* **Exercise directions**
Through the last line of the entries, please copy every line exactly, starting with the one that contains "Can you spot the distant city".

* **Available data**
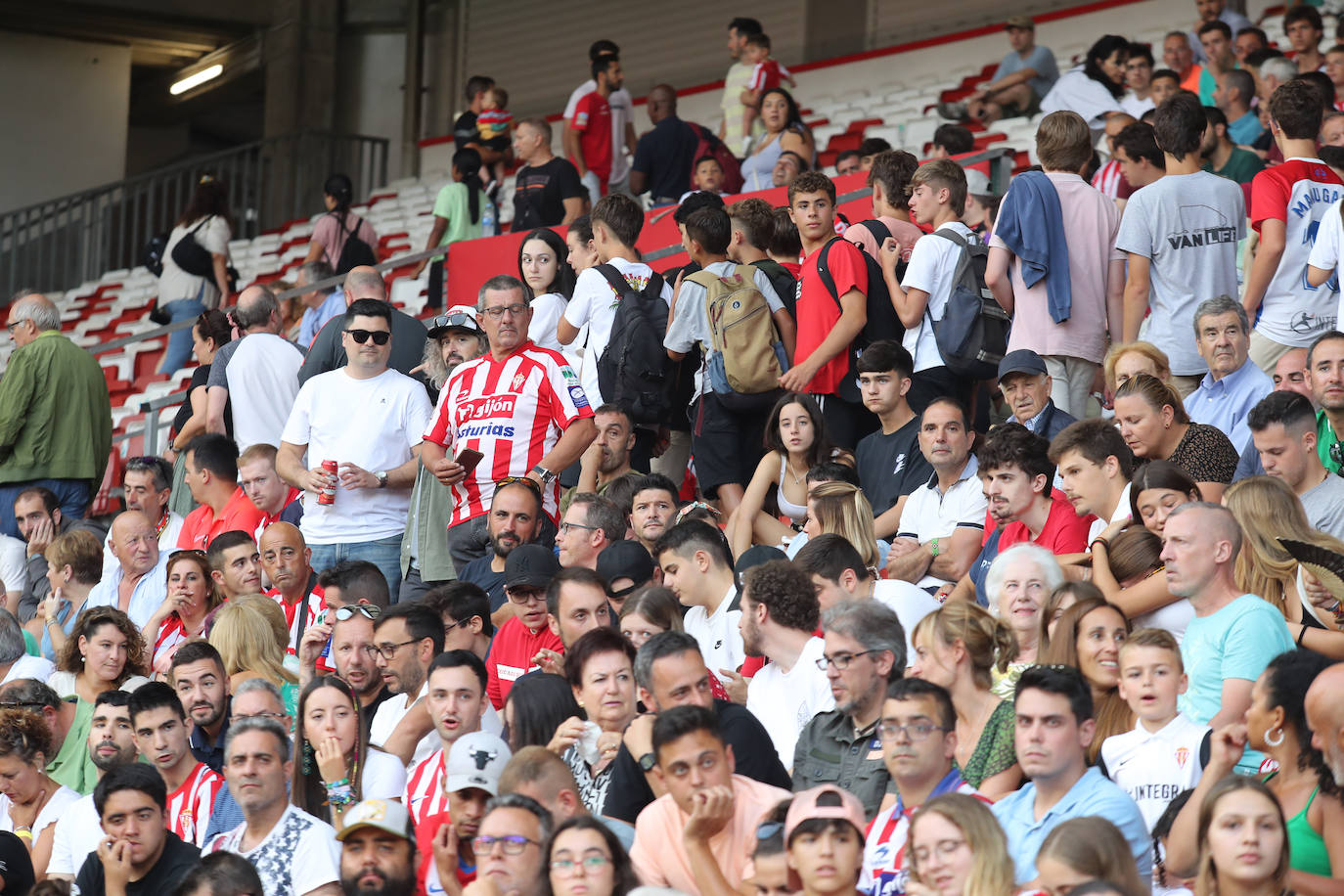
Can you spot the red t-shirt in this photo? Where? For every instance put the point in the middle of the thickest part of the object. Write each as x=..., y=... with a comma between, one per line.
x=511, y=657
x=202, y=525
x=593, y=119
x=1064, y=532
x=819, y=310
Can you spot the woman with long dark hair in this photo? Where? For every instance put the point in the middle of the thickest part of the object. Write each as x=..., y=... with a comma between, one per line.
x=547, y=287
x=794, y=441
x=784, y=132
x=1095, y=87
x=335, y=229
x=184, y=294
x=461, y=211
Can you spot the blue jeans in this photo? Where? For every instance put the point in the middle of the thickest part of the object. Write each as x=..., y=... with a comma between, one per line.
x=179, y=341
x=72, y=495
x=386, y=554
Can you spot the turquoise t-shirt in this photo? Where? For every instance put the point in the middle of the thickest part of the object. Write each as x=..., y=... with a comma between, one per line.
x=453, y=205
x=1235, y=643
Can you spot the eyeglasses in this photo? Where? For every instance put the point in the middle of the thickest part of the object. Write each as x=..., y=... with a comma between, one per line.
x=916, y=730
x=524, y=596
x=517, y=479
x=366, y=610
x=841, y=659
x=387, y=650
x=589, y=864
x=461, y=320
x=360, y=336
x=277, y=716
x=498, y=312
x=566, y=527
x=514, y=844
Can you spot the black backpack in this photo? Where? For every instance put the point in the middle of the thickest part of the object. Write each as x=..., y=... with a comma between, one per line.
x=635, y=370
x=882, y=315
x=355, y=251
x=973, y=332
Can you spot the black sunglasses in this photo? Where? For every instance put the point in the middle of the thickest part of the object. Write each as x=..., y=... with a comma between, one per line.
x=360, y=336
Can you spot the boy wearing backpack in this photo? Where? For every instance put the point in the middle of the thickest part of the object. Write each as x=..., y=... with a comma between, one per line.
x=733, y=312
x=888, y=176
x=937, y=199
x=617, y=220
x=829, y=320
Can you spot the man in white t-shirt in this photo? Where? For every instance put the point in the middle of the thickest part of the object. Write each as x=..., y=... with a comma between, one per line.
x=697, y=567
x=622, y=115
x=262, y=384
x=370, y=421
x=617, y=220
x=779, y=621
x=944, y=520
x=837, y=575
x=294, y=853
x=1095, y=467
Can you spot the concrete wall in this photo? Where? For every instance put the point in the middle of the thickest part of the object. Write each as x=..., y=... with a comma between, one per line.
x=65, y=107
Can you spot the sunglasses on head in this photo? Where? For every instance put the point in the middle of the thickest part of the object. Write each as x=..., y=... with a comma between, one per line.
x=360, y=336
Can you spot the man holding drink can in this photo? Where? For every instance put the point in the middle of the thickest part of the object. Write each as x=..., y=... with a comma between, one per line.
x=366, y=421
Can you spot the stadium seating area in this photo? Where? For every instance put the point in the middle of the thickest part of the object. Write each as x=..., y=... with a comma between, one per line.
x=884, y=94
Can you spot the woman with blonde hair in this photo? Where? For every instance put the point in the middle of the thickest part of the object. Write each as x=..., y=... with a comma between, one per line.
x=841, y=510
x=1085, y=849
x=1266, y=510
x=250, y=636
x=956, y=848
x=1088, y=639
x=1156, y=427
x=959, y=647
x=74, y=565
x=1128, y=360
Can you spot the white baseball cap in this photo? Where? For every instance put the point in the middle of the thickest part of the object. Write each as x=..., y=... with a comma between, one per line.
x=476, y=760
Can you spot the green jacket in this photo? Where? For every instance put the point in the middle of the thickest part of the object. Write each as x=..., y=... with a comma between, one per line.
x=56, y=418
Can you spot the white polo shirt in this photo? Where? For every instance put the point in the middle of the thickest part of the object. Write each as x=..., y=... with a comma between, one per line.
x=930, y=514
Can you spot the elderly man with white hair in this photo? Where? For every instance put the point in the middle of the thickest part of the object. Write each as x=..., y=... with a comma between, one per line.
x=56, y=417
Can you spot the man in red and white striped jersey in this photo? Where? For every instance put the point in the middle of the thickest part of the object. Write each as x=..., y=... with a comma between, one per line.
x=285, y=558
x=160, y=729
x=520, y=406
x=456, y=701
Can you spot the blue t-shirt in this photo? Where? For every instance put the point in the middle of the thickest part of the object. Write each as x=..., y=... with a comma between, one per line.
x=1041, y=60
x=1093, y=794
x=1234, y=643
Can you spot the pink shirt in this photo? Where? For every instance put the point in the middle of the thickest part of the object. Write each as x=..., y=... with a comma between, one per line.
x=1092, y=222
x=658, y=855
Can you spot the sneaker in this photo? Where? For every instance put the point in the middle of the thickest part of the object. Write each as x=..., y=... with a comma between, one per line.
x=955, y=111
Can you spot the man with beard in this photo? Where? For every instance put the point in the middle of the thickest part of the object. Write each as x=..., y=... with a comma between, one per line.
x=294, y=853
x=652, y=508
x=779, y=618
x=111, y=744
x=234, y=563
x=453, y=337
x=137, y=856
x=456, y=702
x=474, y=765
x=609, y=456
x=515, y=518
x=288, y=563
x=378, y=849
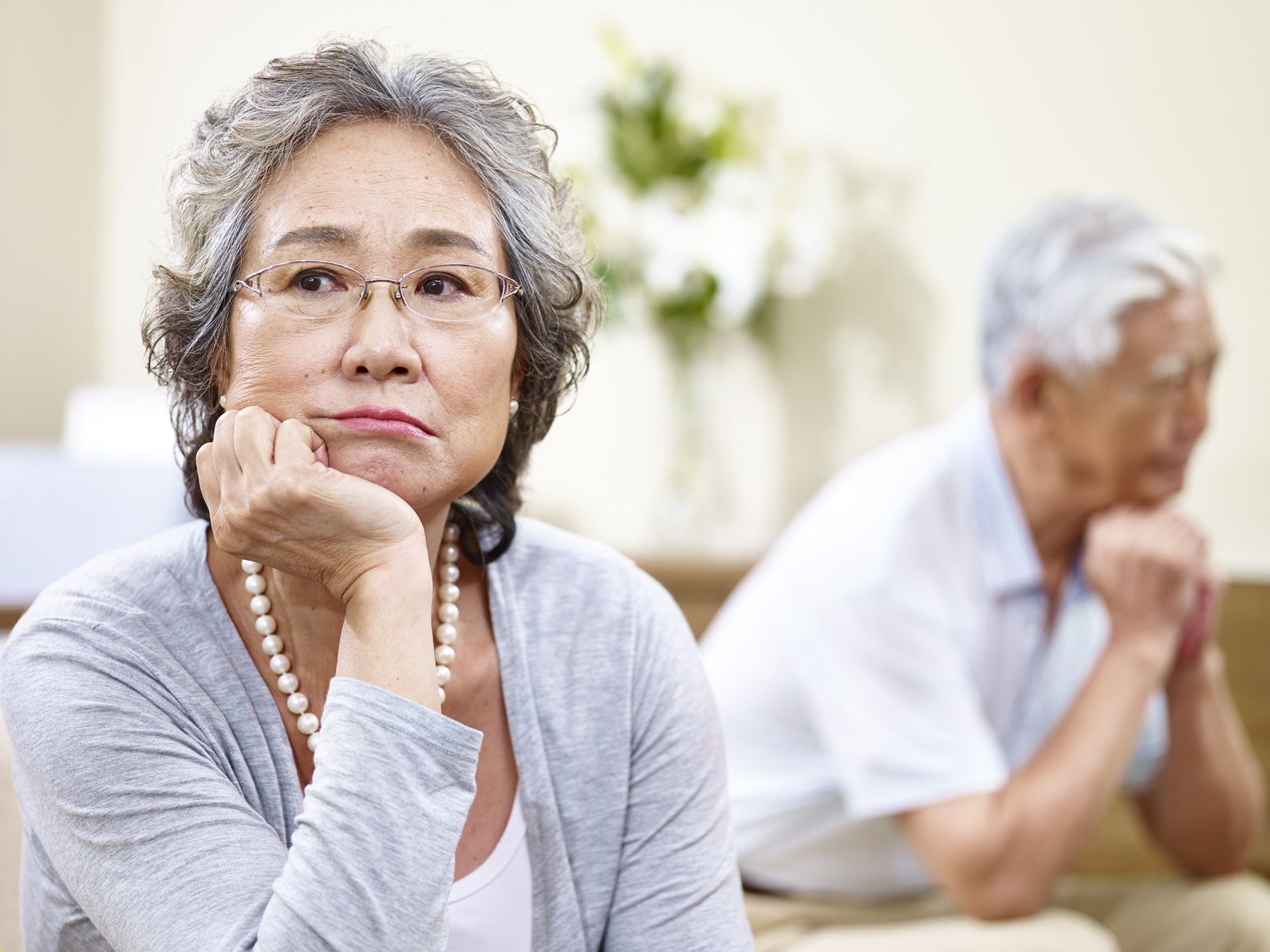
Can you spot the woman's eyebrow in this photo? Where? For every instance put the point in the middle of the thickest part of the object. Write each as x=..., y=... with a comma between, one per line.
x=423, y=239
x=311, y=235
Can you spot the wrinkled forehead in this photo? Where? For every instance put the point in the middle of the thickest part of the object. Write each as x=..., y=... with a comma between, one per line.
x=377, y=195
x=1173, y=332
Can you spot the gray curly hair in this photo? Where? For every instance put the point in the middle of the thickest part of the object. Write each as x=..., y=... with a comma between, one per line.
x=216, y=180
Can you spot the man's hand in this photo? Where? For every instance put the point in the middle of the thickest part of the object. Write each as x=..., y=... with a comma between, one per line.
x=1148, y=566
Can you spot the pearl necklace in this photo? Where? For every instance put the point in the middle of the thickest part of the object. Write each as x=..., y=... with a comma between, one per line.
x=267, y=626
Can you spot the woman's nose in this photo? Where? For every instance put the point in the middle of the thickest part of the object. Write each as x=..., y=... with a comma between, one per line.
x=380, y=343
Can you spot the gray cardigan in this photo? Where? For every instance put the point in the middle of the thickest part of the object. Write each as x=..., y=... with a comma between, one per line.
x=163, y=810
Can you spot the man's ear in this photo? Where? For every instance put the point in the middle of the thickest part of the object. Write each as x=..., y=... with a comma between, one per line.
x=1035, y=395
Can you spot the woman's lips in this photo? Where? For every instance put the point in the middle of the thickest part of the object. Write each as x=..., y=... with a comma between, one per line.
x=384, y=420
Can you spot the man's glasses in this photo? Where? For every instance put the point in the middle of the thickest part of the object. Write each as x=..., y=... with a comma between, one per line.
x=450, y=293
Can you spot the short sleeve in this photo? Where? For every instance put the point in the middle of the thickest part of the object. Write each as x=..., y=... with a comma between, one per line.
x=1148, y=756
x=892, y=697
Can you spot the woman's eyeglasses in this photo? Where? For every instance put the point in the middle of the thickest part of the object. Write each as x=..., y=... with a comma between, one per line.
x=321, y=289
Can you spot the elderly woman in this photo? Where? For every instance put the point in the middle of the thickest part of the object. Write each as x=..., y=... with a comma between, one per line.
x=358, y=703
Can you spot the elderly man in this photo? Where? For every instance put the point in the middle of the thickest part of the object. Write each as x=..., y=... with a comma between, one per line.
x=977, y=636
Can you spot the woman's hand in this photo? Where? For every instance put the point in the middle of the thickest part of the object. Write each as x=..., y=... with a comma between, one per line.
x=274, y=499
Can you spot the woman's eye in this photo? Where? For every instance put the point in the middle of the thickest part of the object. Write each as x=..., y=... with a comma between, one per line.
x=439, y=285
x=318, y=282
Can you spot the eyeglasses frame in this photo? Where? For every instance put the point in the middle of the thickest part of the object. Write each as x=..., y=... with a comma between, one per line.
x=508, y=285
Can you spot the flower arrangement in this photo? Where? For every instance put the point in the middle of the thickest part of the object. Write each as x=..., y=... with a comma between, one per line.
x=701, y=220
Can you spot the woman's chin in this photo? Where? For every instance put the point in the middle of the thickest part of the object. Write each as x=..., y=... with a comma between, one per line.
x=407, y=478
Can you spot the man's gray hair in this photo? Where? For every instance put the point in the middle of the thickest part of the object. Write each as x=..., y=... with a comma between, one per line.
x=1061, y=281
x=238, y=146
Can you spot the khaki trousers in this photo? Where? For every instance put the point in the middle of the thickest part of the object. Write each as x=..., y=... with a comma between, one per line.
x=1229, y=915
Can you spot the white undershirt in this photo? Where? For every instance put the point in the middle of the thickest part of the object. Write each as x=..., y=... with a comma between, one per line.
x=491, y=908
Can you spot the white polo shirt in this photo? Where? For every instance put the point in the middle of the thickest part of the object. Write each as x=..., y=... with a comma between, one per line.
x=890, y=653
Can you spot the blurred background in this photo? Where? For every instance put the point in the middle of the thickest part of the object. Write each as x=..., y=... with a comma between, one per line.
x=791, y=205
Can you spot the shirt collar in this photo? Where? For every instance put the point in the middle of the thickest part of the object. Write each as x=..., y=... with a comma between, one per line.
x=1006, y=553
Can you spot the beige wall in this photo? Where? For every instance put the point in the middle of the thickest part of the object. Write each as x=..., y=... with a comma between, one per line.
x=958, y=116
x=49, y=169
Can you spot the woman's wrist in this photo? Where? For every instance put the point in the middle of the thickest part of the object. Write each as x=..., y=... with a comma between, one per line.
x=398, y=572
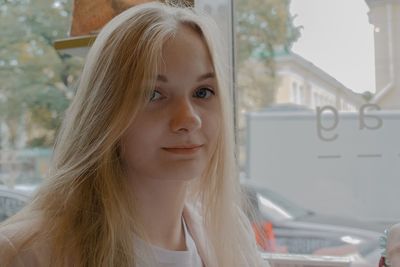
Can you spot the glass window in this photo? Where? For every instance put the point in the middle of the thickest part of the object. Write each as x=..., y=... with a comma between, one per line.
x=327, y=143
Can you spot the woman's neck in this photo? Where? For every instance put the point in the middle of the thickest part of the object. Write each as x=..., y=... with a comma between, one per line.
x=160, y=205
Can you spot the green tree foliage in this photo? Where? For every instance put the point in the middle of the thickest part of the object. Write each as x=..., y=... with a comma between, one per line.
x=264, y=30
x=35, y=81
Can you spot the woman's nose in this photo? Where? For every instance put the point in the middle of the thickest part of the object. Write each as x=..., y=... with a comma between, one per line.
x=185, y=118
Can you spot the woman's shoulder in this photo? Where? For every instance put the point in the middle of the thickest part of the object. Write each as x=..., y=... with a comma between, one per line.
x=12, y=237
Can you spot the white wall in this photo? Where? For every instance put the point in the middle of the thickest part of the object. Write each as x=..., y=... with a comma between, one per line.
x=285, y=154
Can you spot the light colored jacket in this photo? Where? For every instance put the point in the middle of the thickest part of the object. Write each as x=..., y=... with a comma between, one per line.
x=37, y=254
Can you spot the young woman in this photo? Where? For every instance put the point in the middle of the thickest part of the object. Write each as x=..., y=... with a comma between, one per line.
x=143, y=171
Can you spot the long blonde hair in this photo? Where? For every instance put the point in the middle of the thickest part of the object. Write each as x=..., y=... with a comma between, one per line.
x=84, y=206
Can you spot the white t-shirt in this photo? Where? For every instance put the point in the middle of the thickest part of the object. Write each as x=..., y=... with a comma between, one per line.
x=168, y=258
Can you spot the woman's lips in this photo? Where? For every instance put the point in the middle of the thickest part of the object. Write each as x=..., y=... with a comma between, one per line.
x=183, y=150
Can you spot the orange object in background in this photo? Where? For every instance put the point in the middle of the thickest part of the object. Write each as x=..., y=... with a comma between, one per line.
x=265, y=236
x=90, y=16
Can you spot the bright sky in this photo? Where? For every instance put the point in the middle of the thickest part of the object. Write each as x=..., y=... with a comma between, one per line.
x=337, y=38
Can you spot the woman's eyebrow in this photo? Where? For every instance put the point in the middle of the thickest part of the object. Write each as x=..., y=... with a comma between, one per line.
x=163, y=78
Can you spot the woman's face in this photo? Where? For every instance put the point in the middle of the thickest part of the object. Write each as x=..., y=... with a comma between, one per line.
x=183, y=112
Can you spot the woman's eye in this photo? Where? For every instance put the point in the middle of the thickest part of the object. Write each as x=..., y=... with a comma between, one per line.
x=204, y=92
x=155, y=95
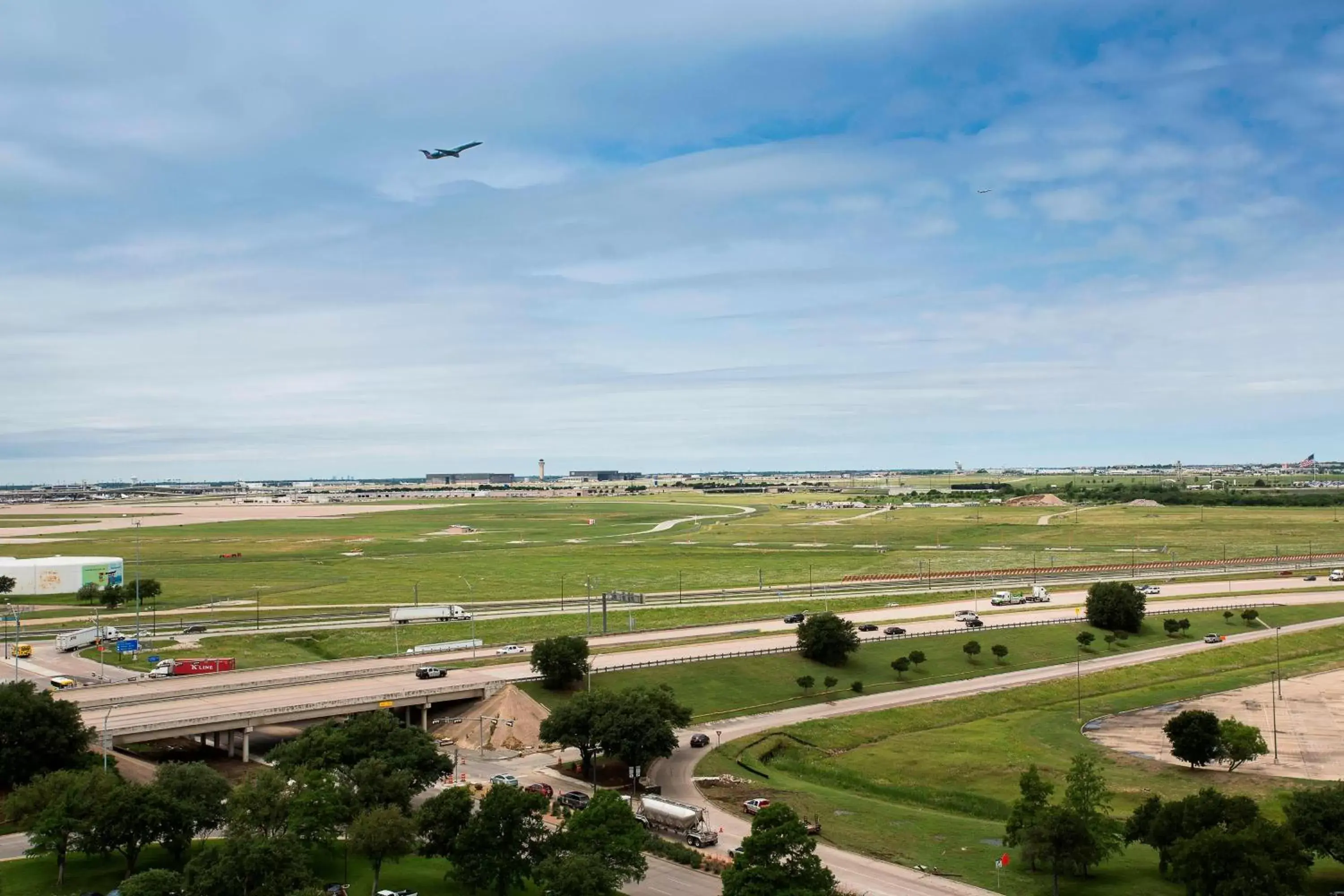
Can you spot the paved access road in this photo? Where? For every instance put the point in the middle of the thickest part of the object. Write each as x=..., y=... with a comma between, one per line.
x=861, y=872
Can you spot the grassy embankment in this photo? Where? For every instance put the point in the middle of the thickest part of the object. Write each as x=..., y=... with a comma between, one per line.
x=932, y=784
x=95, y=874
x=725, y=688
x=522, y=548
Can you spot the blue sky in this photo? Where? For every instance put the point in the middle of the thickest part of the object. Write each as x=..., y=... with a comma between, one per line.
x=701, y=236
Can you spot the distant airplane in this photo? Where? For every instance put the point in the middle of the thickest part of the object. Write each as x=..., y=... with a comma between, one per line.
x=455, y=154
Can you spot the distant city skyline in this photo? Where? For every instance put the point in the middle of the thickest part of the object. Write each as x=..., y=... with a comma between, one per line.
x=709, y=236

* **Output**
Can you spot the distant city skyline in this photo? Where? For every instance put the point in the middle of the thickest part of the object. Write each as x=..., y=... with a comma between, one per line.
x=709, y=236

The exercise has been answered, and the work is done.